Begin Records supplied
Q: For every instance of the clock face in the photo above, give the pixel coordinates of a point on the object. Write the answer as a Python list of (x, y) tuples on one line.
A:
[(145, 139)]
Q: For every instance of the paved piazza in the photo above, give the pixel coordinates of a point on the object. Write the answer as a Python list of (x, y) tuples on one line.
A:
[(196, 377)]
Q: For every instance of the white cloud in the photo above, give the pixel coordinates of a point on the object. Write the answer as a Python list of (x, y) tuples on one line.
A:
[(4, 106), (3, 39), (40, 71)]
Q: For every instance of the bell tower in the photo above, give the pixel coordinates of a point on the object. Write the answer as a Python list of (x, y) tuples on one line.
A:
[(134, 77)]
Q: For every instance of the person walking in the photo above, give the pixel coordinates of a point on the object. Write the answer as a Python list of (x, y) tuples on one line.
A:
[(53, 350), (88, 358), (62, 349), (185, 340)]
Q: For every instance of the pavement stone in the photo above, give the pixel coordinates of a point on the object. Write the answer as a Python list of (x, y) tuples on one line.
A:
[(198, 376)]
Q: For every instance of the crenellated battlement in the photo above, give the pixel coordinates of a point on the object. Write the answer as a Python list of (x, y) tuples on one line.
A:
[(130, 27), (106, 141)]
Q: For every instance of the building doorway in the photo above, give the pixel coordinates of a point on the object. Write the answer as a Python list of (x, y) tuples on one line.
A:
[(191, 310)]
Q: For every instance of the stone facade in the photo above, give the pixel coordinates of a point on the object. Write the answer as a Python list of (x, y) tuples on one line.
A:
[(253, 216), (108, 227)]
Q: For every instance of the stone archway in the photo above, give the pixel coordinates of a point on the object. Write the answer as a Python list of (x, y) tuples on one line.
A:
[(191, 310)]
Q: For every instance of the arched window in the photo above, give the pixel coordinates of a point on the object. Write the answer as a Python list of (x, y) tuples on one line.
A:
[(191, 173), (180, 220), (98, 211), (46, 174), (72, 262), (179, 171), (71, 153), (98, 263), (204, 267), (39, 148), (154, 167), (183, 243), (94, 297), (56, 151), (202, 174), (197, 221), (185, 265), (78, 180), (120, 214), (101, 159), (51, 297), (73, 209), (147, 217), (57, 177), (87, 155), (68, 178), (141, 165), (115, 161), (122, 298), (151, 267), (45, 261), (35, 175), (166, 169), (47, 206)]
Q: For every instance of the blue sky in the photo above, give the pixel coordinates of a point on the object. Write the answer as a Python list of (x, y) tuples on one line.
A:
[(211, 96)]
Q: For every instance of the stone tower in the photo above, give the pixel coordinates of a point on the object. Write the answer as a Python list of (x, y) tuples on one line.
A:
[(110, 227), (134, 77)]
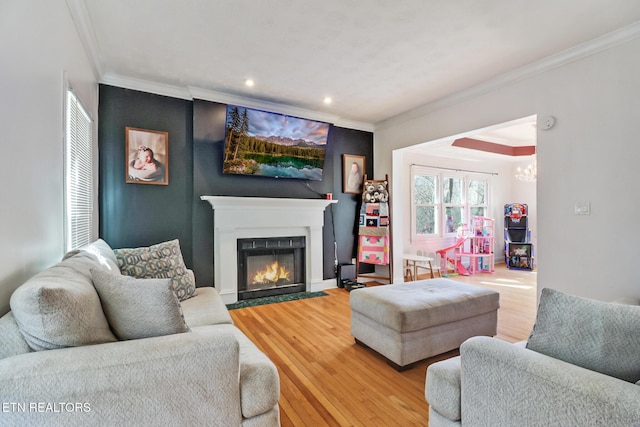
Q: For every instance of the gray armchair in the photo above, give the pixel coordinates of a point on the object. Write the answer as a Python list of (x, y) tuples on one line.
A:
[(580, 367)]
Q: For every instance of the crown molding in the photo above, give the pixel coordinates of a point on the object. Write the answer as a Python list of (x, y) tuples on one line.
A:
[(549, 63), (146, 86)]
End Records supplied
--- Exercise objective ---
Could you scale the part of the material that opens with the line containing "Q: For every instance of the crown" and runs through the end of the material, giving back every line, requests included, with each coordinate in the answers multiplied by 1.9 and rounded to a whole number (halves rounded up)? Leave the requests themselves unchanged.

--- Answer for the task ---
Q: For every instance of the crown molding in the photo above, give the pixel coordinates of a point on the object. Write the answer as a Python list of (x, y) tuples on one line.
A:
[(1043, 120), (277, 163)]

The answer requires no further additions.